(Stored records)
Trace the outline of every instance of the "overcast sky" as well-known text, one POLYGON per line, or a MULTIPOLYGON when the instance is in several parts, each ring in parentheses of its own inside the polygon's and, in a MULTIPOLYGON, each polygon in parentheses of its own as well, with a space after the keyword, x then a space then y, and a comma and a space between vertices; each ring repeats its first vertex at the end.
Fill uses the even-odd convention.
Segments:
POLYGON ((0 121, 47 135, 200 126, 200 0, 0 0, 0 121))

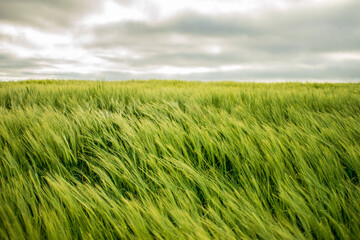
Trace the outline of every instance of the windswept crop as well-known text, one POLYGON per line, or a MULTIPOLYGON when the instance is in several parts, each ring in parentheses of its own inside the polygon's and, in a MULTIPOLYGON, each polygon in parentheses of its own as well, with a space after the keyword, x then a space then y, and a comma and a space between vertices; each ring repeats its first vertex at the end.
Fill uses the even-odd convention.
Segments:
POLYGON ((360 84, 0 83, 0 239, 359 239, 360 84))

==

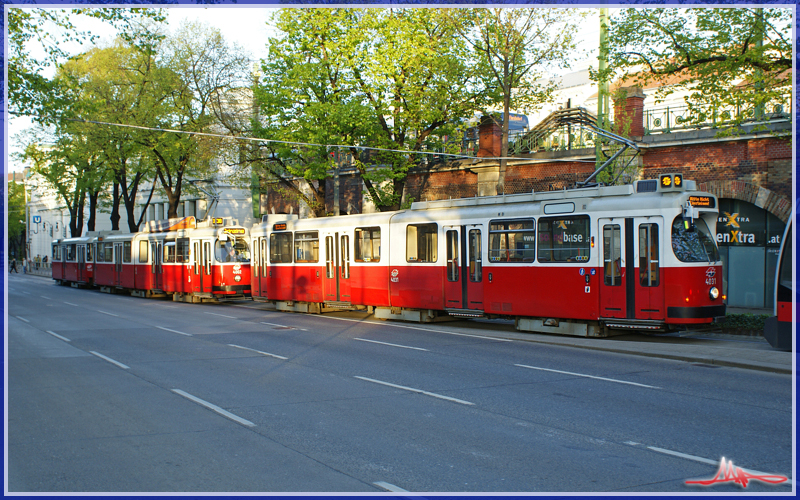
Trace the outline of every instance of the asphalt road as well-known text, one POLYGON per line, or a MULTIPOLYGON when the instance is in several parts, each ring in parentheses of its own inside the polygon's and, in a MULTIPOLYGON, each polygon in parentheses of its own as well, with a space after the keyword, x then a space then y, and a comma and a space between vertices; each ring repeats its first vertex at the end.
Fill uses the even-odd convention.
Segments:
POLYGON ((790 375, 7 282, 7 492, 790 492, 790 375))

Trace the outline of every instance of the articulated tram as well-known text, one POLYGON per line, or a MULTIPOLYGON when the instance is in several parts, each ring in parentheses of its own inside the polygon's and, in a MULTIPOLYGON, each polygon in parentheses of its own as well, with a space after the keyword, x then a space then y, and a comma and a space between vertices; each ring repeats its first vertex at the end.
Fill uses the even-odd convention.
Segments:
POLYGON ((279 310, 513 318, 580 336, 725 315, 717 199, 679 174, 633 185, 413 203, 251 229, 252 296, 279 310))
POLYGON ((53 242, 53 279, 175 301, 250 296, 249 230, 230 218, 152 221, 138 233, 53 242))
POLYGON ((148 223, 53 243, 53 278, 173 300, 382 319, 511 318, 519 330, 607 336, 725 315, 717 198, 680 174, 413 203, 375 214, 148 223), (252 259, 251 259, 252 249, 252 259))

**Task requirements**:
Find the word "text" in the data and show each line that holds it.

**The completed task**:
Trace the outline of every instance of the "overcast sky" as well-known text, one POLYGON per line, or a MULTIPOLYGON when the instance is in several parts, each ring in parentheses of its own inside the polygon's and, in a MULTIPOLYGON, each polygon in parentheses of its own as well, with a space after the keyword, x then a space then y, and a comma and a space between vertices; each ring repeats its first vertex at the end.
Trace the outline of every instance of the windswept crop as well-known text, one POLYGON per line, or a MULTIPOLYGON when the instance is in several parts, each ring in parentheses of its own inside the polygon's and, in a MULTIPOLYGON, each polygon in parentheses of its own as well, with a space after the keyword, x then a space then y, and a comma and a space between vertices; each ring repeats its first vertex at the end.
Trace the outline of every instance of the asphalt road as well-known text, one POLYGON per line, or a MULTIPOLYGON when the instance is in several parts, each ring in parentheses of its own inside the polygon's and, in a MULTIPOLYGON, each polygon in parentheses of its own as well, with a space after the keyword, x then a space then y, and a comma and a space between vertices; each ring repeats its first vertex at the end.
Trace the outline of every instance of the articulated tram as well-known text, one POLYGON per line, or a MULTIPOLYGON when the instance is in several parts, each ring in parentheses of its own inside the polygon's and, in a MULTIPOLYGON, each polygon in parentheses of its own as well, with a space after the keyword, x then a space then y, and a comma and a space between vertices; each ring repeats its first vertex at the end.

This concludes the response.